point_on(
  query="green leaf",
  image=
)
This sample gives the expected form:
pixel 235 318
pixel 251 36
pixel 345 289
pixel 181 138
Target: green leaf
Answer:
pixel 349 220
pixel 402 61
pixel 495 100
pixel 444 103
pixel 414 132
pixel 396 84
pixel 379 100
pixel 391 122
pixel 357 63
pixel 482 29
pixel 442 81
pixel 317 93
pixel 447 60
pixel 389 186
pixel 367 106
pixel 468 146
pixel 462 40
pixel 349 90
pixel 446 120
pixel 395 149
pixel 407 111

▶ _STATED EXERCISE_:
Copy all of the entries above, line for line, without changing a single character.

▶ _EXERCISE ANSWER_:
point_on(
  query="green leaf",
  image=
)
This sample gives the expected form:
pixel 235 318
pixel 251 36
pixel 345 289
pixel 181 138
Target: green leaf
Answer:
pixel 349 220
pixel 402 61
pixel 495 100
pixel 444 103
pixel 414 132
pixel 396 84
pixel 379 100
pixel 391 122
pixel 357 63
pixel 482 29
pixel 442 81
pixel 317 93
pixel 447 60
pixel 389 186
pixel 367 106
pixel 468 146
pixel 462 40
pixel 349 90
pixel 446 120
pixel 395 149
pixel 407 111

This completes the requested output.